* START *
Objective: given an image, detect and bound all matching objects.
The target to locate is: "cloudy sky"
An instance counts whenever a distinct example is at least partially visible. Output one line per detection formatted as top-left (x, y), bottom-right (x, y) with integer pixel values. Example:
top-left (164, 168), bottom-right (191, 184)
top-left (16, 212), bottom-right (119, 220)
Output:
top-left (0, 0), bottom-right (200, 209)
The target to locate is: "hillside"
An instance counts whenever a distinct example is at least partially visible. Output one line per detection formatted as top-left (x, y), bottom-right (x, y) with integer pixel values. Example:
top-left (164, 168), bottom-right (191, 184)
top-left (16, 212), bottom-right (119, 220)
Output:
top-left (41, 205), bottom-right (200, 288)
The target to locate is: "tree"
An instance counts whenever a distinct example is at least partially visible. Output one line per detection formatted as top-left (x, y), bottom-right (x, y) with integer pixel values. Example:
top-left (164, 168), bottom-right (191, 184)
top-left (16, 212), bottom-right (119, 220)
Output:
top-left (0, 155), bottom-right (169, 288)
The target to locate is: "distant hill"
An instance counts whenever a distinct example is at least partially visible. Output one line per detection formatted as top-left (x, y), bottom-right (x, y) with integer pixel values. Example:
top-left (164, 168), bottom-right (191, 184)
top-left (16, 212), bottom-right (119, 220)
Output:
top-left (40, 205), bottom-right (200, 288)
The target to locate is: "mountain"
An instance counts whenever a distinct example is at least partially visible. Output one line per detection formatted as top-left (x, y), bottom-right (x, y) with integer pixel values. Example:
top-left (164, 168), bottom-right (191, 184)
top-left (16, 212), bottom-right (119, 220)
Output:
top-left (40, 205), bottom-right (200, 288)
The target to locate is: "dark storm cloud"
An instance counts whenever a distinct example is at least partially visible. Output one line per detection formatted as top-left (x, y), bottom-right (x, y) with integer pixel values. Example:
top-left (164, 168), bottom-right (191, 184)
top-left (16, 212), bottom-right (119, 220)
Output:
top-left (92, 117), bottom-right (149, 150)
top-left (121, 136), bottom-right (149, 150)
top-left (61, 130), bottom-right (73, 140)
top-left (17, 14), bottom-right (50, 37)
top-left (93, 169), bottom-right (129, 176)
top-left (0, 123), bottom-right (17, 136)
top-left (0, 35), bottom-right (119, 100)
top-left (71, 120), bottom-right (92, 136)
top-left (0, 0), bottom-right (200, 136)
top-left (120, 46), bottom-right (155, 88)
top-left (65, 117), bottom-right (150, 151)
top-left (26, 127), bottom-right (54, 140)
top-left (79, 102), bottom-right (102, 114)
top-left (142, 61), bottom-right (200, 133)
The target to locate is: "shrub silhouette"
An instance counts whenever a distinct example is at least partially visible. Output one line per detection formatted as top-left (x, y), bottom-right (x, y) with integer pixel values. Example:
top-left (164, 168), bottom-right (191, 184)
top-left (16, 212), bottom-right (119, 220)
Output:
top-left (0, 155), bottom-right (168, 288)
* END *
Extract each line of the entries above that contains the word "target".

▸ **Complete response**
The target to locate is: "cloudy sky"
The target to locate is: "hillside"
The target to locate is: "tree"
The target to locate is: "distant hill"
The target to locate is: "mountain"
The target to locate is: "dark storm cloud"
The target to locate is: "shrub silhouette"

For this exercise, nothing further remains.